What is expected: Copy out every one of the lines below word for word, keeping them in the same order.

[Data items]
-- BEGIN --

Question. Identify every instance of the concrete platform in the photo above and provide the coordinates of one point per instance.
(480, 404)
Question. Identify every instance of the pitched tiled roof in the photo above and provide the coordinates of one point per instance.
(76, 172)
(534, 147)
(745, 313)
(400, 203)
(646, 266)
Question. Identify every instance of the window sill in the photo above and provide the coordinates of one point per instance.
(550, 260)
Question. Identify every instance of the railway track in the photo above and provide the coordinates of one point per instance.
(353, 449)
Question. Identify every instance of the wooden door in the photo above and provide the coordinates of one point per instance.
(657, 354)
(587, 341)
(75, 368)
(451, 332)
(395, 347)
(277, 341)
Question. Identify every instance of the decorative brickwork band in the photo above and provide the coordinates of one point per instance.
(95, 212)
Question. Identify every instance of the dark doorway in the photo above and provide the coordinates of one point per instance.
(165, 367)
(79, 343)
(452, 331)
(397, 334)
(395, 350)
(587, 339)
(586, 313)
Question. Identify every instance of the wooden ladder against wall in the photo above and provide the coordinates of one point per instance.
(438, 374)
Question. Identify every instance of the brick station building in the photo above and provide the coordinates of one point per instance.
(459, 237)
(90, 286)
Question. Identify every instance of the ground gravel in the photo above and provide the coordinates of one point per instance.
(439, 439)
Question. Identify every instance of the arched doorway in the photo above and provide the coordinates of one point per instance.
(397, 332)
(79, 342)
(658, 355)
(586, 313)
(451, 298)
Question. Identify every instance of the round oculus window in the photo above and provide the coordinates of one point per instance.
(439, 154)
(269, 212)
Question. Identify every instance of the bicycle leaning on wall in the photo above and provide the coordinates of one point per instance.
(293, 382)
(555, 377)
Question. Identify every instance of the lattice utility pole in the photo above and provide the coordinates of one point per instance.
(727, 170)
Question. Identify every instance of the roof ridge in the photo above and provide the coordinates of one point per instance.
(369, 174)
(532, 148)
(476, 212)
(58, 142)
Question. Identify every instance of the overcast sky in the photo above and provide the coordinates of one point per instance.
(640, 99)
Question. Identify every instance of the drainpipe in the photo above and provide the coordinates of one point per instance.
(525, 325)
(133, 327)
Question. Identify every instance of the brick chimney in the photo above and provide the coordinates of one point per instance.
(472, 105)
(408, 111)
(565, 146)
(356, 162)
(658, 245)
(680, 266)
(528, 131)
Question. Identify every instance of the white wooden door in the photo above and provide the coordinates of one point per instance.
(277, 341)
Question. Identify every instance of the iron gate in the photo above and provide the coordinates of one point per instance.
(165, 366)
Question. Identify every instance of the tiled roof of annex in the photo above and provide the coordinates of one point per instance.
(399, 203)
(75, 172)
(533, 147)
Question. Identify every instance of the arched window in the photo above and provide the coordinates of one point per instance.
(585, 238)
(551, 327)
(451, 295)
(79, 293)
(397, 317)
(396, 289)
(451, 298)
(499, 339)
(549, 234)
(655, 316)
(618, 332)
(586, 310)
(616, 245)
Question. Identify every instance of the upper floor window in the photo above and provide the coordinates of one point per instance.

-- END --

Answer in full:
Question. Identify every instance of the concrete platform in the photo above and provide the coordinates of one point per instance.
(480, 404)
Question. Identify every instance of the pitched tiled roof in the photo above and provide the coordinates of one point per instance.
(76, 172)
(534, 147)
(745, 313)
(400, 203)
(646, 266)
Question. Identify every instance of the window sill in the photo above and provide the coordinates of one point per instance.
(550, 260)
Question. Identify every instance of the railway track in the photo above and provide the coordinates of one point per instance.
(353, 449)
Question. Identify every instance of the wooden door in the photo above and provide the coordinates of one point per instance.
(657, 354)
(587, 341)
(75, 368)
(451, 332)
(395, 347)
(277, 341)
Question. Identify every instance of the decorative brickwork band in the photo above and provide the coordinates of one point per instance.
(95, 212)
Question. Identify every instance of the dark doorway in the photo above and provide the coordinates of one point per instance.
(165, 367)
(79, 343)
(452, 331)
(397, 334)
(395, 350)
(587, 339)
(586, 313)
Question. Identify every instance of the wooden ladder against wall in the photo above and provide the coordinates of one point per instance.
(438, 374)
Question. Identify every instance of the brick station building in the photo above and provide the coordinates of one point per instance.
(459, 237)
(90, 286)
Question. Identify every instance of the ground gravel in the photo above and provide the coordinates of one point per instance.
(439, 439)
Question. Identify every instance of the arched doorway in the photo above and provide the coordinates of one point per instance.
(397, 332)
(79, 342)
(658, 355)
(586, 313)
(451, 298)
Question. Identify every instance of the round oculus window in the photo above and provide the coordinates of one point per instance.
(439, 154)
(269, 212)
Question. Identify every instance of the bicycle leaning on wall in the photo above and provide the coordinates of one point per instance.
(293, 382)
(555, 377)
Question. Identify every instance of the lattice utility pole in the photo above and provide the coordinates of one point per instance.
(727, 170)
Question. Identify every instance of the roof ridge in the photo above and provide the coordinates of one point per instance.
(369, 174)
(532, 148)
(476, 212)
(58, 142)
Question. Identify every instance of the overcast sky in the photo above and provide the coordinates of one point per instance.
(640, 99)
Question. Identify every instance of the drainpipe in the photo above and provide the coordinates of one point per instance.
(525, 325)
(133, 327)
Question. Identify every instance of the brick chimney in the photo above and provide the coordinates of one point per instance.
(472, 105)
(408, 111)
(565, 146)
(356, 162)
(658, 245)
(680, 266)
(528, 131)
Question. Identify every instance of the white wooden door in the photo above and provide the coordinates of one point per instance.
(277, 341)
Question. Identify every instance of the iron gate in the photo above and provide the coordinates of one point per instance.
(165, 366)
Question. Identify every instance of the tiled roof of annex in the photo above and provide the coordinates of one point per instance.
(399, 203)
(75, 172)
(533, 147)
Question. Identify every instance of the arched window in the photo above and provide the coordinates of one point per instance.
(585, 238)
(551, 327)
(451, 295)
(79, 293)
(397, 317)
(396, 289)
(451, 298)
(499, 339)
(549, 234)
(655, 316)
(618, 332)
(586, 310)
(616, 245)
Question. Identify every instance of the upper floor window in the photo above and provide the coordinates of one point per instance.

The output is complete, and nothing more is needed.